Render the records from the line containing "the white paper" through the end as a Markdown table with two columns, Row and Line, numbering each line in Row and skipping blank lines.

************

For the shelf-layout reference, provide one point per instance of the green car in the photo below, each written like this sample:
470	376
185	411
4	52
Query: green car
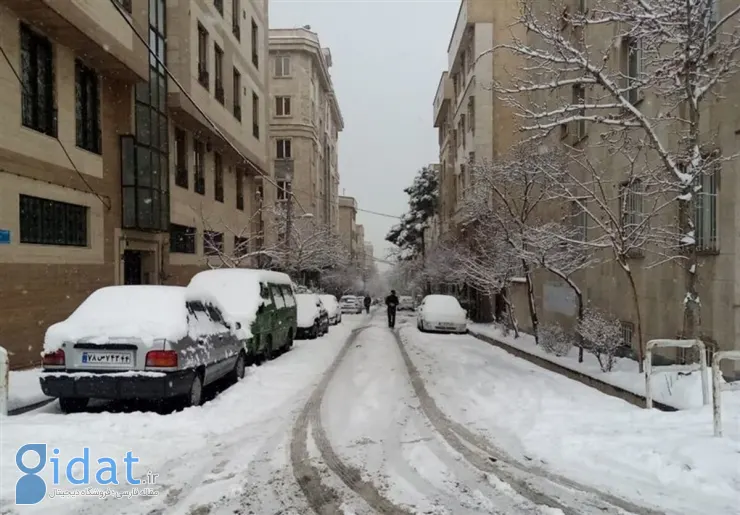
260	300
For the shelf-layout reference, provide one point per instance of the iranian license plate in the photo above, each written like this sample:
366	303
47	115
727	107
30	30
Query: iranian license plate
107	359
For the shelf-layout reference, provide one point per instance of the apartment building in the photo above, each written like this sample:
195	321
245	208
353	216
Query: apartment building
66	94
348	224
305	122
473	125
217	52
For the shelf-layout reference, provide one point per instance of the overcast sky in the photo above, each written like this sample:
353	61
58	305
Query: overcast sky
387	58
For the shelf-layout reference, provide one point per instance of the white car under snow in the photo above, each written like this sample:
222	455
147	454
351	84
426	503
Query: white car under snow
441	313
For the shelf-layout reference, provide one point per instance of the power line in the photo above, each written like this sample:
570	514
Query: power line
56	136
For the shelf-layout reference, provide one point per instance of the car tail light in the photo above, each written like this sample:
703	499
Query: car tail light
54	359
161	358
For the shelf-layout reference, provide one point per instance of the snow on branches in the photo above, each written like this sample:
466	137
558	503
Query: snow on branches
408	235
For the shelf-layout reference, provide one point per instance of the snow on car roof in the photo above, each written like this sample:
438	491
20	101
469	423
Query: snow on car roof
145	312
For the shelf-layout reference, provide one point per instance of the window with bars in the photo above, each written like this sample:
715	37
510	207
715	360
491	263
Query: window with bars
218	177
37	77
199	152
181	158
87	108
282	66
213	243
182	239
50	222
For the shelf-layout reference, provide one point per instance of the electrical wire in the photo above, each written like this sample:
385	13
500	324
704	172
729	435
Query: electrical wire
61	144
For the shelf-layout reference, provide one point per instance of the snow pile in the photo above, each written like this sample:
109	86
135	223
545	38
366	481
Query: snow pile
307	309
669	460
145	312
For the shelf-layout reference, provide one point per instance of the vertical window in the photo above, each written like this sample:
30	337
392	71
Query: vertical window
237	87
200	167
37	76
48	222
87	108
705	208
282	66
255	115
181	159
218	71
218	177
240	189
203	78
235	25
284	150
282	106
255	44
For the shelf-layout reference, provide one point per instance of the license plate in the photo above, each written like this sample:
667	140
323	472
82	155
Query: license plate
103	359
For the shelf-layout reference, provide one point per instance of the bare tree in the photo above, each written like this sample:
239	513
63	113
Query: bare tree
640	73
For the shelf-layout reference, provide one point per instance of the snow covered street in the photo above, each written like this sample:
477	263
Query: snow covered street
365	420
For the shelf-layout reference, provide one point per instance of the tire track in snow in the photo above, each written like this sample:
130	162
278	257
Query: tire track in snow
325	501
517	475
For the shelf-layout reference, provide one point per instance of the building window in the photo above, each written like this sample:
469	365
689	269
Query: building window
49	222
218	71
200	167
235	25
284	149
203	78
282	106
282	66
240	189
213	243
705	214
255	115
237	86
87	108
255	44
282	190
181	159
218	177
182	239
37	75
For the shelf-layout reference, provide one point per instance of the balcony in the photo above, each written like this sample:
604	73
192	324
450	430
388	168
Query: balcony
442	98
97	30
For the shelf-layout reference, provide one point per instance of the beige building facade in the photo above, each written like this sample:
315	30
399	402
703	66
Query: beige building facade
305	122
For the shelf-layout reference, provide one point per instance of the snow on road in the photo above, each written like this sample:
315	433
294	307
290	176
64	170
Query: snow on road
229	452
669	460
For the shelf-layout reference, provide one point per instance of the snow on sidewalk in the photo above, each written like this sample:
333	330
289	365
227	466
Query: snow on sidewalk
185	448
670	460
678	390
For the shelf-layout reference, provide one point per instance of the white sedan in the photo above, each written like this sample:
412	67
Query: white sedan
441	313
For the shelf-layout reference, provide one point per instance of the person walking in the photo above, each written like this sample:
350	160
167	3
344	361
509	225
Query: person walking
392	302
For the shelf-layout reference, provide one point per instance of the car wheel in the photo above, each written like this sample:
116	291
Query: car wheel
195	396
73	404
240	367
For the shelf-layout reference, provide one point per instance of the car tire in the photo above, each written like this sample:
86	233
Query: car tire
73	404
195	394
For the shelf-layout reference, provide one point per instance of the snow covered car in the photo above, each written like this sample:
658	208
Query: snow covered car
350	304
332	307
441	313
405	303
139	342
313	319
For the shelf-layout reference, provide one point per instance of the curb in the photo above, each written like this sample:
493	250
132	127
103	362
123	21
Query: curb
606	388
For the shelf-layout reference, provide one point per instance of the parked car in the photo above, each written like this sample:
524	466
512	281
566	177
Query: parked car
332	307
313	319
441	313
406	303
260	301
350	304
139	342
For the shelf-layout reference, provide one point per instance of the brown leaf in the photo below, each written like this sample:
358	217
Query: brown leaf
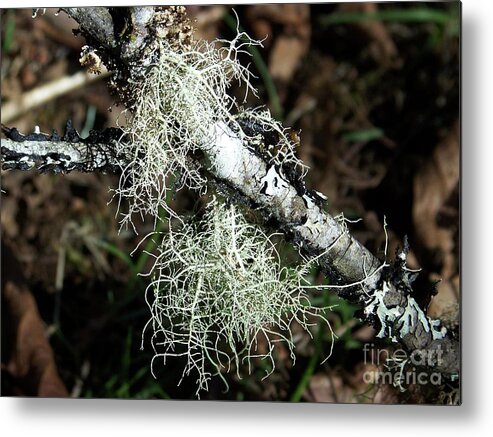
381	46
285	57
28	356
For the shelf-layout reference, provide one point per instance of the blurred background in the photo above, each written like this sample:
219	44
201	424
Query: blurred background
372	91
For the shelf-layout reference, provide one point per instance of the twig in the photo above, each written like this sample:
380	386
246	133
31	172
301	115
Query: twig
43	94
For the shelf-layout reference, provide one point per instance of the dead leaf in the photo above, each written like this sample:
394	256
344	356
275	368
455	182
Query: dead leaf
381	45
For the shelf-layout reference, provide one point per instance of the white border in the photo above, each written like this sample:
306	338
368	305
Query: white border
134	418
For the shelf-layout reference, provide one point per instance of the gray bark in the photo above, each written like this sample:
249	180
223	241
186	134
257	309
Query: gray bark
384	291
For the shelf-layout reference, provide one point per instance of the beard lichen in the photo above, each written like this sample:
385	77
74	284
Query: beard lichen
219	288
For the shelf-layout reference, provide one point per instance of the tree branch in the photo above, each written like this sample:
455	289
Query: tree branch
384	290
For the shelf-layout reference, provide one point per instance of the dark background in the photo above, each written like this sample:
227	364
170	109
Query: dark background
377	104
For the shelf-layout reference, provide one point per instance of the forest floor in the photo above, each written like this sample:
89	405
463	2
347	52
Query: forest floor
373	93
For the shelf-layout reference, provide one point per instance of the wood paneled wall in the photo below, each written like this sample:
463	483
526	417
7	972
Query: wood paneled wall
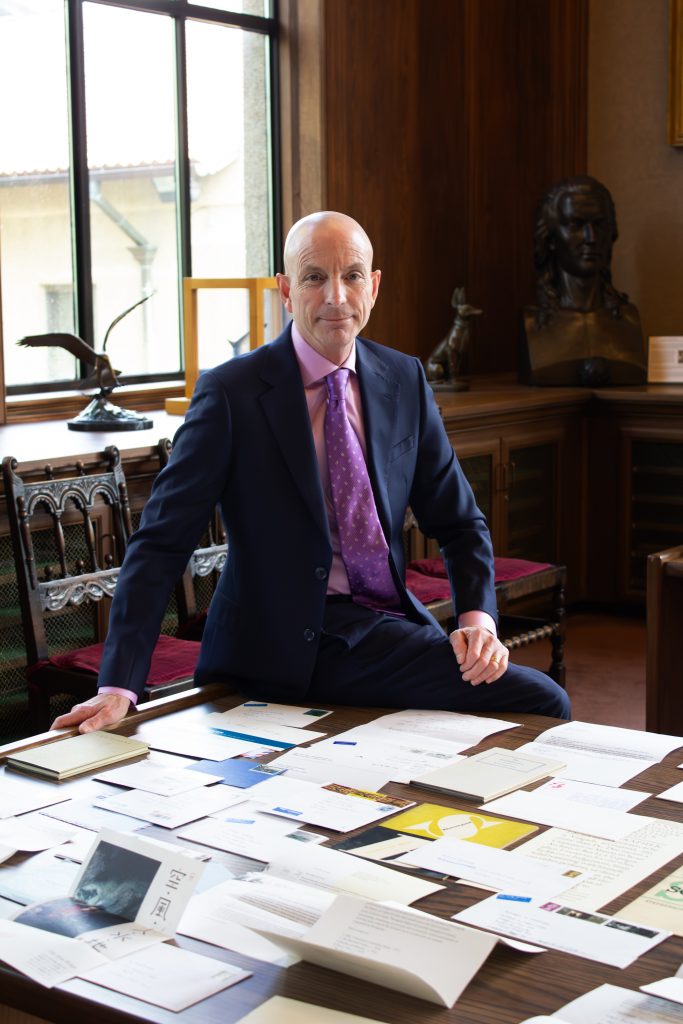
444	121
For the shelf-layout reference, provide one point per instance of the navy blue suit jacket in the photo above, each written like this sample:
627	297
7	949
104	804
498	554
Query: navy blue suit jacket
247	444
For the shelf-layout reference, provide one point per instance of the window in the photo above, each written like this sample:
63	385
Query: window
137	148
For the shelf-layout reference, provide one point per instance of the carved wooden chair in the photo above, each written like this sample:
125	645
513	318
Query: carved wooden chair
69	538
195	590
519	584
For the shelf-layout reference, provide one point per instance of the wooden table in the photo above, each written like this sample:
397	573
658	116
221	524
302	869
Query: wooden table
509	987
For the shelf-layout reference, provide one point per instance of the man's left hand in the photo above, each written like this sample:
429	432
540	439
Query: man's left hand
481	657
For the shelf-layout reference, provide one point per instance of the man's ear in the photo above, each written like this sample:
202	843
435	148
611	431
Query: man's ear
284	289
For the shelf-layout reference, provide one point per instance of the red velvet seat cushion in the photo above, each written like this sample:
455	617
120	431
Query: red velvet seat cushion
427	579
171	659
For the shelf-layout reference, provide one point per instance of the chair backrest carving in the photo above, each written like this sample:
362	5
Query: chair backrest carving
59	525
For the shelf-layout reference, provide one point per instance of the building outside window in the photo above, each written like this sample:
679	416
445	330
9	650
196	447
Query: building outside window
136	150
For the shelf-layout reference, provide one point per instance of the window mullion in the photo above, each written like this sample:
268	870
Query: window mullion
79	178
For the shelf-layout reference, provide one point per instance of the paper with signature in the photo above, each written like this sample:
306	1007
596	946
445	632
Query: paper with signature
167	976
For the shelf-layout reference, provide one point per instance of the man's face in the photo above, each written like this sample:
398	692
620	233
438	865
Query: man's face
330	287
583	238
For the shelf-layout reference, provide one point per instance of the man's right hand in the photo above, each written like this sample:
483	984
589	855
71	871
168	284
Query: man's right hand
97	713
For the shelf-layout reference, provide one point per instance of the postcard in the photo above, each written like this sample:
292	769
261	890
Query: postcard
337	807
49	960
612	865
169	812
599	821
547	923
167	976
260	712
129	893
434	820
503	869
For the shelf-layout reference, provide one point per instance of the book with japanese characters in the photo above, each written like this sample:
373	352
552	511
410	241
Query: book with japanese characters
489	774
87	752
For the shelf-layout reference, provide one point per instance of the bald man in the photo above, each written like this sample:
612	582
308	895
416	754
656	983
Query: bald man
300	613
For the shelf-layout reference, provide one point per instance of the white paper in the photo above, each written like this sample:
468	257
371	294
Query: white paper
247	833
262	733
171	811
167	976
325	806
589	737
259	712
398	947
395	755
595	937
612	866
282	1010
594	796
598	821
210	916
158	778
337	871
675	794
494	868
600	767
611	1005
18	796
195	742
307	765
34	836
44	956
463	730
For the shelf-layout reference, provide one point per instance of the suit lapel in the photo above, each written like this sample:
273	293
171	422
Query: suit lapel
284	406
379	392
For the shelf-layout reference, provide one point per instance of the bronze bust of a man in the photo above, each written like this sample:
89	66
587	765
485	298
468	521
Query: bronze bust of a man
583	331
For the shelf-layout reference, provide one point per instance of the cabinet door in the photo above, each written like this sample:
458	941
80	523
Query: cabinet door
653	493
530	468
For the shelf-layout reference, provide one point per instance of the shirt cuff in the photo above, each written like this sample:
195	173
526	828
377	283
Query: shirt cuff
477	619
133	697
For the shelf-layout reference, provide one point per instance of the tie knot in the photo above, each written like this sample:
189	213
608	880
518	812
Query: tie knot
337	382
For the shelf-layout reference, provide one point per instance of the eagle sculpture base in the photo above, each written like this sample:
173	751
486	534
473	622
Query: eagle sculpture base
103	415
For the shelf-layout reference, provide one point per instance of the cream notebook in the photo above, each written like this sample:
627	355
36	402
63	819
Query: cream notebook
87	752
489	774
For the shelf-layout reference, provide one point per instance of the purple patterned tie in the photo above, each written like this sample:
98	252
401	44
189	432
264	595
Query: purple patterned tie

************

EXERCISE RESPONSE:
| Row | Line |
|---|---|
| 1 | For the shelf-layout reference, provide one point per instance of the white paper in the photo above, each written like this sample: |
| 2 | 468	257 |
| 3 | 371	294 |
| 4 | Query: white paper |
| 5 | 247	833 |
| 6 | 262	733 |
| 7 | 171	811 |
| 8 | 167	976 |
| 9 | 325	806 |
| 10 | 589	737 |
| 11 | 259	712 |
| 12 | 398	947 |
| 13 | 395	755 |
| 14 | 595	937 |
| 15 | 612	866 |
| 16 | 282	1010 |
| 17 | 594	796 |
| 18 | 598	821 |
| 19 | 210	916 |
| 20 | 158	778 |
| 21 | 337	871 |
| 22 | 675	794 |
| 23 | 494	868 |
| 24 | 600	767 |
| 25 | 611	1005 |
| 26 | 18	796 |
| 27 | 195	742 |
| 28 | 307	765 |
| 29 | 34	836 |
| 30 | 44	956 |
| 31 | 463	730 |
| 32 | For the shelf-layout reference, provide one point per instance of the suit lapel in the photo above, each written like this sample: |
| 33 | 273	293 |
| 34 | 171	422 |
| 35 | Query: suit lapel |
| 36 | 284	406 |
| 37 | 379	392 |
| 38 | For the shelf-layout reference, provide one point per instance of the bronze bust of a man in the photo above, each written like this sample: |
| 39 | 89	66 |
| 40 | 587	765 |
| 41 | 485	298 |
| 42 | 468	521 |
| 43 | Query: bronze bust of a man |
| 44 | 583	331 |
| 45 | For the shelf-layout reference, provide one point per instance of the cabinet door in the photo above, each written like this sample: |
| 46 | 458	941 |
| 47 | 80	523 |
| 48 | Query: cabinet door |
| 49 | 653	493 |
| 50 | 530	468 |
| 51 | For the shelf-layout reference, provide one point per instance of the shirt cuff in the photo above, each written like this sample: |
| 52 | 195	173 |
| 53 | 526	828 |
| 54 | 377	283 |
| 55 | Query: shirt cuff |
| 56 | 477	619 |
| 57 | 133	697 |
| 58 | For the shelf-layout reference, provide one point per instance of the tie knot in the photo above, each written like this sample: |
| 59 | 189	213 |
| 60 | 608	880 |
| 61 | 518	812 |
| 62 | Query: tie knot |
| 63 | 337	382 |
| 64 | For the shelf-layout reference, provide one point per instance of the eagle sculpture base in the photo above, each written like this sample: |
| 65 | 173	751 |
| 66 | 486	534 |
| 67 | 473	622 |
| 68 | Query: eagle sculpture base |
| 69 | 103	415 |
| 70 | For the shelf-layout reference, provide one point per instance of the cream notebook in the photo above, each written like this sample: |
| 71 | 627	355 |
| 72 | 36	402 |
| 73 | 63	819 |
| 74 | Query: cream notebook |
| 75 | 87	752 |
| 76 | 489	774 |
| 77 | For the shelf-layout reference, provide one point per instance of the purple patterned tie in the photo above, each written like this sample: |
| 78 | 98	252 |
| 79 | 401	44 |
| 80 | 189	432 |
| 81 | 264	595 |
| 82 | Query: purple patterned tie |